__Problem to work on__: Show every line of the listing below that contains the string "cabinet". Case counts.

__Input for this task__:
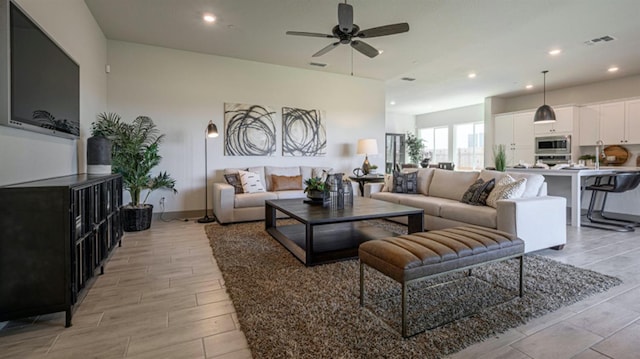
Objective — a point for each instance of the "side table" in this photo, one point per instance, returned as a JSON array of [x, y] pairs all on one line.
[[364, 179]]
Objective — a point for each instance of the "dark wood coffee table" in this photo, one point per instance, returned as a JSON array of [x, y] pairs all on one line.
[[327, 235]]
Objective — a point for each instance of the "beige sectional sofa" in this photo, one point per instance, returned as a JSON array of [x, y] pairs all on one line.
[[229, 207], [536, 218]]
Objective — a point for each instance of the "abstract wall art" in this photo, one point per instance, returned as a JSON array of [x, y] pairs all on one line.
[[249, 130], [303, 132]]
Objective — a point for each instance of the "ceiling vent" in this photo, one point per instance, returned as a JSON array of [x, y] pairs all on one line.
[[599, 40]]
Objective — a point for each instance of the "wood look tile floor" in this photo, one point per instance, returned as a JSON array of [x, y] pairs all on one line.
[[163, 296]]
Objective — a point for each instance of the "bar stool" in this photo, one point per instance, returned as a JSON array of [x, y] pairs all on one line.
[[616, 183]]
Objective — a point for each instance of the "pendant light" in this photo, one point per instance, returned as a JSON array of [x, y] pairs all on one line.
[[545, 113]]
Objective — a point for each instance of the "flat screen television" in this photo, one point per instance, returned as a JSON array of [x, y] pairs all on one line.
[[40, 82]]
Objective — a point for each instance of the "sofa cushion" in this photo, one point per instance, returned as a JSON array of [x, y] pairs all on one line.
[[451, 184], [478, 215], [286, 183], [532, 188], [251, 182], [405, 182], [279, 171], [431, 205], [290, 194], [246, 200], [234, 180], [506, 188]]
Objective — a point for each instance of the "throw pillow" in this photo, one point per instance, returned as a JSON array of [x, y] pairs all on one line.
[[468, 196], [286, 183], [506, 188], [388, 183], [251, 182], [234, 180], [482, 193], [405, 182]]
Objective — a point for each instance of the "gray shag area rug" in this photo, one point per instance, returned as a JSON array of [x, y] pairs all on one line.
[[287, 310]]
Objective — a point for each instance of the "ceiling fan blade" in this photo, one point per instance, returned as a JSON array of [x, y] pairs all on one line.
[[345, 17], [384, 30], [365, 48], [326, 49], [312, 34]]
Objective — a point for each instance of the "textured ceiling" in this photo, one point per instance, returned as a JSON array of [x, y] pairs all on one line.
[[505, 42]]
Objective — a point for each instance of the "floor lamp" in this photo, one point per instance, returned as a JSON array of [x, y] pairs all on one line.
[[211, 131]]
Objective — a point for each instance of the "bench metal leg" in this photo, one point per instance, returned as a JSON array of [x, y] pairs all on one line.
[[521, 276], [404, 310], [361, 284]]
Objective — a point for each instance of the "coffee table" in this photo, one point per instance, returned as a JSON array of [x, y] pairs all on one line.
[[327, 235]]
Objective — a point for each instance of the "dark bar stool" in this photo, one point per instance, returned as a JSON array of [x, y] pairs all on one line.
[[615, 183]]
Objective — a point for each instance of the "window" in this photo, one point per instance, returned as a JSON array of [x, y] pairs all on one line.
[[468, 146], [437, 142]]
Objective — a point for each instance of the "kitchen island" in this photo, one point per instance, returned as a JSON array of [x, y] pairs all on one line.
[[577, 177]]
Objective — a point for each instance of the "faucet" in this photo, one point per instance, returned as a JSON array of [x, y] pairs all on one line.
[[599, 145]]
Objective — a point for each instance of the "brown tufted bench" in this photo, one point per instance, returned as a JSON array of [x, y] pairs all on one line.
[[419, 256]]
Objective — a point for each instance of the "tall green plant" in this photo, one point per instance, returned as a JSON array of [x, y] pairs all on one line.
[[415, 147], [135, 152], [500, 157]]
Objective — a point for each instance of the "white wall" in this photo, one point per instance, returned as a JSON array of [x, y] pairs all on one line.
[[27, 155], [181, 91], [400, 123]]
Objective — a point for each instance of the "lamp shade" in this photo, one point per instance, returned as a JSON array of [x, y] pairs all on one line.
[[367, 146], [212, 130], [544, 113]]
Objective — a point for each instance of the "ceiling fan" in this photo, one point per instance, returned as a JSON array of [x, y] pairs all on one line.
[[348, 33]]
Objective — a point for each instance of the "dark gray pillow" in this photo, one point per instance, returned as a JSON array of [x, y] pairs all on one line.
[[405, 182], [478, 192], [234, 180], [467, 197]]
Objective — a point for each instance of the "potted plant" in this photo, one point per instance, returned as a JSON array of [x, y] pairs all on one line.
[[500, 157], [315, 188], [134, 154], [415, 147]]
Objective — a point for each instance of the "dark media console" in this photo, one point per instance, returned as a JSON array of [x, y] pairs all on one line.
[[55, 236]]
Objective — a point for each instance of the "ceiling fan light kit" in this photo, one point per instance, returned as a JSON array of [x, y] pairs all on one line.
[[544, 113], [348, 33]]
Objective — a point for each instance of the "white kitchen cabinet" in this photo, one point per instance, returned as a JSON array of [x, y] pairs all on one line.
[[612, 130], [565, 117], [515, 131], [589, 125], [632, 121]]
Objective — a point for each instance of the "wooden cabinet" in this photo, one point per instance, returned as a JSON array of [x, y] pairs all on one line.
[[565, 117], [55, 235], [515, 131]]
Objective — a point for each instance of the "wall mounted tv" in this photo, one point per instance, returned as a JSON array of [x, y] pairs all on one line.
[[40, 82]]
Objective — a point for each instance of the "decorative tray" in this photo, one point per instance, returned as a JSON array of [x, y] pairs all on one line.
[[620, 153]]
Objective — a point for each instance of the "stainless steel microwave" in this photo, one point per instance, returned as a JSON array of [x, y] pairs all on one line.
[[557, 145]]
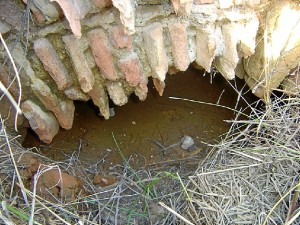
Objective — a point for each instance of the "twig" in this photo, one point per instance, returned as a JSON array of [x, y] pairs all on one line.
[[175, 213]]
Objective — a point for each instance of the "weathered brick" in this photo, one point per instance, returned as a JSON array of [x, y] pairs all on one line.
[[102, 3], [51, 62], [206, 46], [44, 10], [142, 89], [132, 69], [159, 86], [42, 123], [101, 53], [120, 39], [36, 12], [116, 93], [154, 45], [75, 93], [182, 7], [84, 73], [200, 2], [179, 44], [74, 11], [100, 99], [62, 109]]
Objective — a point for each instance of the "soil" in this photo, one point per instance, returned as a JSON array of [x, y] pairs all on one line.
[[143, 129]]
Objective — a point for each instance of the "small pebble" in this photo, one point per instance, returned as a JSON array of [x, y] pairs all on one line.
[[187, 142]]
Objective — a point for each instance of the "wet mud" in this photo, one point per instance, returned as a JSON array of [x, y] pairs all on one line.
[[150, 131]]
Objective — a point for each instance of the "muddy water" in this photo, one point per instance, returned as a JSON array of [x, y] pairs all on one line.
[[143, 129]]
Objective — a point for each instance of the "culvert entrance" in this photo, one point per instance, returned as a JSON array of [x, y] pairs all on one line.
[[149, 131]]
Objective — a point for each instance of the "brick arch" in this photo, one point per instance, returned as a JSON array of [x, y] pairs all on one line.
[[108, 49]]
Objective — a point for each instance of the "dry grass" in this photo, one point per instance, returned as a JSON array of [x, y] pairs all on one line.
[[253, 175]]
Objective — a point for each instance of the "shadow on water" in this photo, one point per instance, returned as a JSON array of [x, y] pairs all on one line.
[[142, 129]]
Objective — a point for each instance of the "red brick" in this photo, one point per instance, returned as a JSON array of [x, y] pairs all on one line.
[[72, 14], [159, 86], [131, 67], [120, 39], [84, 73], [182, 7], [102, 3], [51, 62], [154, 45], [100, 98], [101, 53], [179, 44], [44, 124], [200, 2]]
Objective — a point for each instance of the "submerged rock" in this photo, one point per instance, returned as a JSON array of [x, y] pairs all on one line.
[[187, 142]]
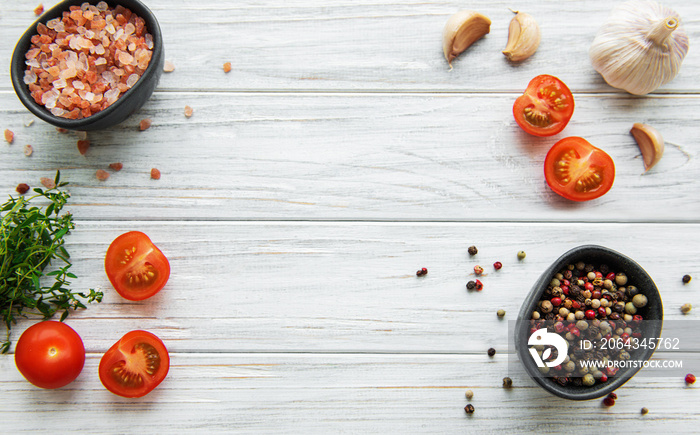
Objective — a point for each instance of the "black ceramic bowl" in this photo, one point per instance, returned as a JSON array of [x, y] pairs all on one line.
[[128, 102], [651, 326]]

__Result of this exercise__:
Objective — a point for each instance of the "white kitchen cabinet" in this photo, one point per instance, returned as a JSON array of [x, y] pairs all on one line.
Objective — a point for each instance of the "wooden cabinet" in this photo, one point per instance, returned as a JSON array of [x, y] pairs all on one line.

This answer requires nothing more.